Pull out every line of the data below that contains the string "white", matching case exactly.
========================
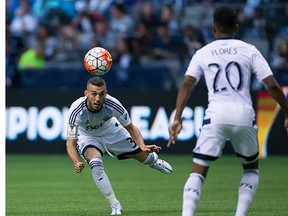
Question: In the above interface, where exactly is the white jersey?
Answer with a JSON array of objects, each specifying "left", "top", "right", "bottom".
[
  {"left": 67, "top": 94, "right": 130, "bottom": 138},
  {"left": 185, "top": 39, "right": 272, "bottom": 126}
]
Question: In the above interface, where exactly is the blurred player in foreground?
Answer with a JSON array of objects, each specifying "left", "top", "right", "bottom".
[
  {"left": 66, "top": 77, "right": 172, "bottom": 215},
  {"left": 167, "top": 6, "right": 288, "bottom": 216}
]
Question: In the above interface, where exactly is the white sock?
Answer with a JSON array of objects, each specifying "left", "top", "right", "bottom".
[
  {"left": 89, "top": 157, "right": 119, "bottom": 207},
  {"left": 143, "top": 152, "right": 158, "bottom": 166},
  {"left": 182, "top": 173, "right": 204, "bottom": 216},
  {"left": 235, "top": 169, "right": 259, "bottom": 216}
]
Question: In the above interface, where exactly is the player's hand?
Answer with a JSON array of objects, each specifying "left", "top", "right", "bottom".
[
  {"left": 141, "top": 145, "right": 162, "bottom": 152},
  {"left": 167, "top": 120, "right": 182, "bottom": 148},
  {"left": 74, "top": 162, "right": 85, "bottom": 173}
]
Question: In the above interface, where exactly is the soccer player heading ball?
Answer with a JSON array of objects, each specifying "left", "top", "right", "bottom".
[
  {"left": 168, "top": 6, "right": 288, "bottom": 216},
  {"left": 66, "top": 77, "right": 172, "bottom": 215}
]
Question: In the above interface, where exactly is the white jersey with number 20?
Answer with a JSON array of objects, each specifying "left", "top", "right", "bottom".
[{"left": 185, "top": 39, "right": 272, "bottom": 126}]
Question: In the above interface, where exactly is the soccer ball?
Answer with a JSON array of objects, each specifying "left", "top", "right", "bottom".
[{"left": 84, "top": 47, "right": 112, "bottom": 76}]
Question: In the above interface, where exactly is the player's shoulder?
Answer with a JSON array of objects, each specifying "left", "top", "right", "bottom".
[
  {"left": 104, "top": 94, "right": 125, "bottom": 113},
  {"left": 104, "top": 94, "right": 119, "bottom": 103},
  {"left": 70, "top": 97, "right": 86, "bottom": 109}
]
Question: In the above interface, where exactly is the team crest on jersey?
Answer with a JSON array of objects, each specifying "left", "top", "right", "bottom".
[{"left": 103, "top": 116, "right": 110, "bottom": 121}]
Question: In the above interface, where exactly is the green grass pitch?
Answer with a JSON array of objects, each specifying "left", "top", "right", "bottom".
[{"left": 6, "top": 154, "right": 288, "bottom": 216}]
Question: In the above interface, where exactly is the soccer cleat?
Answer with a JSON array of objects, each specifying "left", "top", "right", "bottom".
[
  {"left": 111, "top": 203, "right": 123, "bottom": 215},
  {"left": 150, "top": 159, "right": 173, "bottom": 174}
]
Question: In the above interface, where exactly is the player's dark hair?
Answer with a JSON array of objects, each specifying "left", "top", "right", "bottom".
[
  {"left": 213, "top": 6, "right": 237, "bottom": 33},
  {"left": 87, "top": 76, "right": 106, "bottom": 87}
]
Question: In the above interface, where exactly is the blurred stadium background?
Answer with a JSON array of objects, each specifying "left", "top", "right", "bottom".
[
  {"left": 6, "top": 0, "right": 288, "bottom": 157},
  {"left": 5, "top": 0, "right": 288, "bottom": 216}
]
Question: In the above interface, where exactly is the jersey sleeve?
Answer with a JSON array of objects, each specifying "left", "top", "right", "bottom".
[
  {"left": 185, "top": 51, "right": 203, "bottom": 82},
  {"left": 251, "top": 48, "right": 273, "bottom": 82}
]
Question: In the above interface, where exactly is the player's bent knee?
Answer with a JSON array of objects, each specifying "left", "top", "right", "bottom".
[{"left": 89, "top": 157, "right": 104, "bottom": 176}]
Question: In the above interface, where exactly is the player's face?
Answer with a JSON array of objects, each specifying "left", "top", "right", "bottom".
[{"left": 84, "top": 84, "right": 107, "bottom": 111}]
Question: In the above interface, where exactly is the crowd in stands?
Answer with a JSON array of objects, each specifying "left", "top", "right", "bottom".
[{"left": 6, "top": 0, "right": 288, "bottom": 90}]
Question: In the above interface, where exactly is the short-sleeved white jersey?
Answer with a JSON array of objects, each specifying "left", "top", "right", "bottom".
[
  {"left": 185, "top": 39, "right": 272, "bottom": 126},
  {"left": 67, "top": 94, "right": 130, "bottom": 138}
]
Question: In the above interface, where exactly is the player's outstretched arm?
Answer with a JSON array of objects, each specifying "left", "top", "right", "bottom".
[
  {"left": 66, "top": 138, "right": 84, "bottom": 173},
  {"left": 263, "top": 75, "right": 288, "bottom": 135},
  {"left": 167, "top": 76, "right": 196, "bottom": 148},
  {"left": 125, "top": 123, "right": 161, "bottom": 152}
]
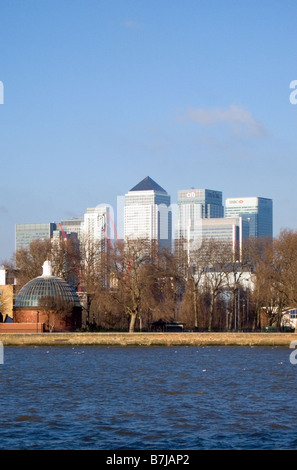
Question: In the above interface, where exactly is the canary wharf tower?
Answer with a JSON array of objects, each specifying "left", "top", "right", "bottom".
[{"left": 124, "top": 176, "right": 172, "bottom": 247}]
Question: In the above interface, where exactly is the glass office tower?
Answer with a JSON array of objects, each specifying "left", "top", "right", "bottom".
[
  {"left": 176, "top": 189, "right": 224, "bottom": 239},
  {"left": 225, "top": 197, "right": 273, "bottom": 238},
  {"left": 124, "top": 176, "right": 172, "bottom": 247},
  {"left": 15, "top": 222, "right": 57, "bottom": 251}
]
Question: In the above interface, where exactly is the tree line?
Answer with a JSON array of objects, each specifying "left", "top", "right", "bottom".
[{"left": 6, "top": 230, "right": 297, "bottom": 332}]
========================
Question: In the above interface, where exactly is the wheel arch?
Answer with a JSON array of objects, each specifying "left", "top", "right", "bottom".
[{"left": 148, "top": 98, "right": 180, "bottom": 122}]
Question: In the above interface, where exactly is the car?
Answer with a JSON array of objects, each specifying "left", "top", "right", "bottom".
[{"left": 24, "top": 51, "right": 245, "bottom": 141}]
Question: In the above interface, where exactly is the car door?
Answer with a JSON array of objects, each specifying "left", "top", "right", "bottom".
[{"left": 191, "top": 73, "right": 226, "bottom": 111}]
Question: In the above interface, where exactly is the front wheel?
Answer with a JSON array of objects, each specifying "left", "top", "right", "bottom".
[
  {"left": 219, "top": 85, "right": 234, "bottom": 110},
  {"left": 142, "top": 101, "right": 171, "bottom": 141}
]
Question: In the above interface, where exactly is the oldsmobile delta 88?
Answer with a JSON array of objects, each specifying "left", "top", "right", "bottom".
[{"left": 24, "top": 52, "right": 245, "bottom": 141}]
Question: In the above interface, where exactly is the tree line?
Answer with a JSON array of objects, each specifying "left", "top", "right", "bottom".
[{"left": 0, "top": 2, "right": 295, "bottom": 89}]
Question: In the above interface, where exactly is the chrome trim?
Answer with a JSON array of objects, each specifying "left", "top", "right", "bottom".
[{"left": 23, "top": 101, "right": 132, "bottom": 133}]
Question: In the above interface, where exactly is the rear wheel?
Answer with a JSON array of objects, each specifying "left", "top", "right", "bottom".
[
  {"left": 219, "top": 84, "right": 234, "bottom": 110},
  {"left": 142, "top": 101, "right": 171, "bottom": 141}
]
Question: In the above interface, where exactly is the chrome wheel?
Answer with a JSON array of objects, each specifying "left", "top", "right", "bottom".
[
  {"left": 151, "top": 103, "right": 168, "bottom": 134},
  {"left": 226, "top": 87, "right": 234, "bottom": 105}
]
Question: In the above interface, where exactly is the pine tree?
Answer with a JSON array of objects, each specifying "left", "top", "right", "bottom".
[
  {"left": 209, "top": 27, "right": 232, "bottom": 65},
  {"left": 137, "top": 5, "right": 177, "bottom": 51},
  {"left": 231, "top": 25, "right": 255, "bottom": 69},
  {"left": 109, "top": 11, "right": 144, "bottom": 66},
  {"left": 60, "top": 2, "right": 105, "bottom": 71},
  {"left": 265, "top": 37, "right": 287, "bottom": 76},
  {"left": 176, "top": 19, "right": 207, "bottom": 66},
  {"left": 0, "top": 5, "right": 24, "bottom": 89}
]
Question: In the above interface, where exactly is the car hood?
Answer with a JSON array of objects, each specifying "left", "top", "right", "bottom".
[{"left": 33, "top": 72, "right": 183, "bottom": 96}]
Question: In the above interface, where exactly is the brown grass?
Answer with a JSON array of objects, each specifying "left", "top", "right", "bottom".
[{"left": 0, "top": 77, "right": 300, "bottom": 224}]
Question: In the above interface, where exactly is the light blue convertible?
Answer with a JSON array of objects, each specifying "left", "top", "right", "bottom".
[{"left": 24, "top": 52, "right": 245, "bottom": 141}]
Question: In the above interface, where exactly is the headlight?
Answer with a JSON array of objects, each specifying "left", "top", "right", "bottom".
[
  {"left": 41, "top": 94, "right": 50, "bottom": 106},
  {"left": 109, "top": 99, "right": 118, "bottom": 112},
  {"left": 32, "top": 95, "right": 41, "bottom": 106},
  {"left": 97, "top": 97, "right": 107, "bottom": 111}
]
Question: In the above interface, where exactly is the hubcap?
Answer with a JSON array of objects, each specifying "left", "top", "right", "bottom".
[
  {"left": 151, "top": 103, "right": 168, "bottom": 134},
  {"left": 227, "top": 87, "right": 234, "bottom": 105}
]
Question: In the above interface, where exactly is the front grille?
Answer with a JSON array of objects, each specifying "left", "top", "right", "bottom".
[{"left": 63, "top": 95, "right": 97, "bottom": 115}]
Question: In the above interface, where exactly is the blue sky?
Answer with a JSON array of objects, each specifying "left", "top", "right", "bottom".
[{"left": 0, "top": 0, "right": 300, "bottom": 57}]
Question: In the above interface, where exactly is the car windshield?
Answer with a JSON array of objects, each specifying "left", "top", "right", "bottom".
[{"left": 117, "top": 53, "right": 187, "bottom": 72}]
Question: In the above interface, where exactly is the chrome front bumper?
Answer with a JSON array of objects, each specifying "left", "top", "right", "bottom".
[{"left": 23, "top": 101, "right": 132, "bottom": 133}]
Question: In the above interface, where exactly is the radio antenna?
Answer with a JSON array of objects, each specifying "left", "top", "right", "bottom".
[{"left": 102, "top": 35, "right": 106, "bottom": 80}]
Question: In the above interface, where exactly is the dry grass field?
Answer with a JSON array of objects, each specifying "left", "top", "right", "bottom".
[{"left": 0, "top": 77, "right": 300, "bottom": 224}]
========================
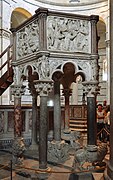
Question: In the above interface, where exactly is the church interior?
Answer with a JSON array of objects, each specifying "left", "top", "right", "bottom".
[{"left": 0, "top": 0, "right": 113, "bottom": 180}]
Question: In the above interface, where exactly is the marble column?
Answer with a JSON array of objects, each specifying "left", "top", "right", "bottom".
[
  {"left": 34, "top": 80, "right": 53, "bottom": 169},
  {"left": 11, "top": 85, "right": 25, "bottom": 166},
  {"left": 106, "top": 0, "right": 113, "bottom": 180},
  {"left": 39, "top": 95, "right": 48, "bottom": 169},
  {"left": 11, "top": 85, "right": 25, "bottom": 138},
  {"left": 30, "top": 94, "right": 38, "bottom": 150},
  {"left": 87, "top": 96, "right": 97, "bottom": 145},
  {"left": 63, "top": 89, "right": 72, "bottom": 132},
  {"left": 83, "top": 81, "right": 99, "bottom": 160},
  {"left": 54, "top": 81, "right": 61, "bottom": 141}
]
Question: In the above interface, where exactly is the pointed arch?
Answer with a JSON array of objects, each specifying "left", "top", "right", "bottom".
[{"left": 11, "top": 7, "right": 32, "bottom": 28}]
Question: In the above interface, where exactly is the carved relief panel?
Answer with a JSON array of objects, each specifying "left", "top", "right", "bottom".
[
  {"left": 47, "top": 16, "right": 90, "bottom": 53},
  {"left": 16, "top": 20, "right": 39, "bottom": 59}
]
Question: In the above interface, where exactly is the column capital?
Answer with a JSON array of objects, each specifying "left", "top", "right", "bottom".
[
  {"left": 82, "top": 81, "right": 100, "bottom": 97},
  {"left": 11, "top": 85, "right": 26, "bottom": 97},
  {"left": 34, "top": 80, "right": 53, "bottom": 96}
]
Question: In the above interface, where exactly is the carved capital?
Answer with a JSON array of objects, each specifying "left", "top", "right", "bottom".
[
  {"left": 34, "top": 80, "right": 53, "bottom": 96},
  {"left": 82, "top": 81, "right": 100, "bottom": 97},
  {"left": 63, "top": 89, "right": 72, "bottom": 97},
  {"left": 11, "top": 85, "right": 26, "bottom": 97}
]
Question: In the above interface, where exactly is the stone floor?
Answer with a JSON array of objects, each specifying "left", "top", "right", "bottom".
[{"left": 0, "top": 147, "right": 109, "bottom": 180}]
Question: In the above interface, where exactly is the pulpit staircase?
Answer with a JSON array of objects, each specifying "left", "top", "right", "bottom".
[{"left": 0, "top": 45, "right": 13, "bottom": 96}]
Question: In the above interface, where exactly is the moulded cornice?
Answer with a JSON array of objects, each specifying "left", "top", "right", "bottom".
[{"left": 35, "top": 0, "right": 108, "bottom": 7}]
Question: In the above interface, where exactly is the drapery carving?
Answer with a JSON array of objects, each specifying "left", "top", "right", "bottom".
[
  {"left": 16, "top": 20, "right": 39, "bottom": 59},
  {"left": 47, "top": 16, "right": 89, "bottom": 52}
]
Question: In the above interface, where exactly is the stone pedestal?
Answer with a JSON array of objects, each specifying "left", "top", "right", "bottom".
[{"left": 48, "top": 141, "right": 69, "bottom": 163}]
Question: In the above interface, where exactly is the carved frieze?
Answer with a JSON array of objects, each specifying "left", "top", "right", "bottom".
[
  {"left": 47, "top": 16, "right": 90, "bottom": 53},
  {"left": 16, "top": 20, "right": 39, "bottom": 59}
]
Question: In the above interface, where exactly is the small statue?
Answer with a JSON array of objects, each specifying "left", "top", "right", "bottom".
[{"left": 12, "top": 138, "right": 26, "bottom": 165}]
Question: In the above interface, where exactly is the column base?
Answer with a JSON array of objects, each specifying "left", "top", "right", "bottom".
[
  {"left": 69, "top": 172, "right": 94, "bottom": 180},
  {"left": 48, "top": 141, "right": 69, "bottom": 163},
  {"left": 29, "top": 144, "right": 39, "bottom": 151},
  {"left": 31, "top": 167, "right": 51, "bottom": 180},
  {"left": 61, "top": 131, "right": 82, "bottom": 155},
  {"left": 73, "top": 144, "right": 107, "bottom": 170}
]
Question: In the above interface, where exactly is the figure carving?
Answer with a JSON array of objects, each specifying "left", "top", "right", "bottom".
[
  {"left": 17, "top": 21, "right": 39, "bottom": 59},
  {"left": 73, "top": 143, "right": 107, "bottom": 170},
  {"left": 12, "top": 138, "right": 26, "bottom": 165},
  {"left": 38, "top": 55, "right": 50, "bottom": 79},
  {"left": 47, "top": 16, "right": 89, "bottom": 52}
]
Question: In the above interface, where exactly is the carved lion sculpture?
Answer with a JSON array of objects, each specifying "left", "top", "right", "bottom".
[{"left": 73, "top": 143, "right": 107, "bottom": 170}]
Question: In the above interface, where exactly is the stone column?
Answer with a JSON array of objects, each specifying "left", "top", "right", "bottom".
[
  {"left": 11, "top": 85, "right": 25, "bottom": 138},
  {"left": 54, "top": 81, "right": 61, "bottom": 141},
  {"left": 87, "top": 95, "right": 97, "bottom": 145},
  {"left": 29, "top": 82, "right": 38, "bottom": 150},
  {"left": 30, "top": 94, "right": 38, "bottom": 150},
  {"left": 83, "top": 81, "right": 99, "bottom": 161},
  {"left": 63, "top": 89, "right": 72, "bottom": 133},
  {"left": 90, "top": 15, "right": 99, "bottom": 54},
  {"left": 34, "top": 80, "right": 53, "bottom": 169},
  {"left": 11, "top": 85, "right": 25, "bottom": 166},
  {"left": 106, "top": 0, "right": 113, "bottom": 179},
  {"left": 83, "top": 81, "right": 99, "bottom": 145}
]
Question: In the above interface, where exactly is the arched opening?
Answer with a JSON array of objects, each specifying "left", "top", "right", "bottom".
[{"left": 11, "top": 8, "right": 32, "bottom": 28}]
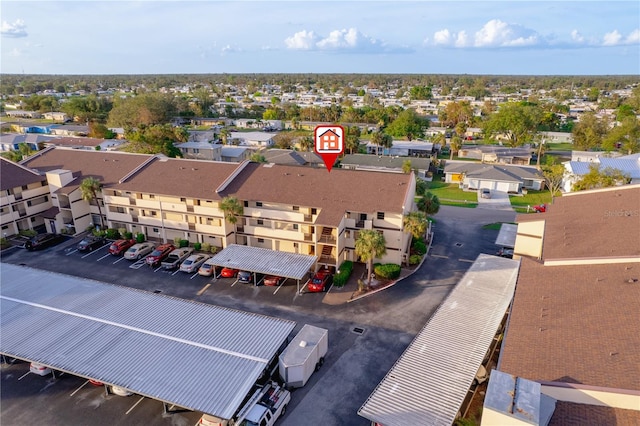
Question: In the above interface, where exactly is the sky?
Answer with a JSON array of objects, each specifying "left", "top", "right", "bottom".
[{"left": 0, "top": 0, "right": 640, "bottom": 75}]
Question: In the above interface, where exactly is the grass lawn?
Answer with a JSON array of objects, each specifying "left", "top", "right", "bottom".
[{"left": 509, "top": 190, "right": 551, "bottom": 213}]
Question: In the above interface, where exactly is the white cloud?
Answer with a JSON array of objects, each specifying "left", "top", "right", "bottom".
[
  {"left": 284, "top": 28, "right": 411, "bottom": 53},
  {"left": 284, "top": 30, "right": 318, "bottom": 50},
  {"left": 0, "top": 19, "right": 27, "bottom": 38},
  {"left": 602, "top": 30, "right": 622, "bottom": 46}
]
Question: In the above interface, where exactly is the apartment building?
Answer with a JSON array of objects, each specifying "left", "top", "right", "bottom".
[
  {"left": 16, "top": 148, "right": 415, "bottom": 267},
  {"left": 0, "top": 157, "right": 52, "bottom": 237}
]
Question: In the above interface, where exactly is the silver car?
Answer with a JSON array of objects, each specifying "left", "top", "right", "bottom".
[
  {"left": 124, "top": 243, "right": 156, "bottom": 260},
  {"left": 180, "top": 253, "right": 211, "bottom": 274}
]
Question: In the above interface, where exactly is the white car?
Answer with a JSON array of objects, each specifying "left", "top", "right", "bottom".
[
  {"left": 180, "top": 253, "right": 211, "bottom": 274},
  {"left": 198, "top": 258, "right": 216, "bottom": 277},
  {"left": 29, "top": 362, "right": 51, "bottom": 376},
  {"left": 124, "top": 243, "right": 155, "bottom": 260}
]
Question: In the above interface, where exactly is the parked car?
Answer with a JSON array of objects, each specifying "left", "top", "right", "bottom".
========================
• Expected answer
Question: In the above interface, where exactly is the white jersey?
Question: In the above interface, where exactly is the white sock?
Question: In the above interface, where exactly is the white jersey with number 20?
Question: In the above interface, where exactly is the short-sleeved white jersey?
Question: In the above interface, where exactly is the white cloud?
Question: In the above interface, where exactly is the white car?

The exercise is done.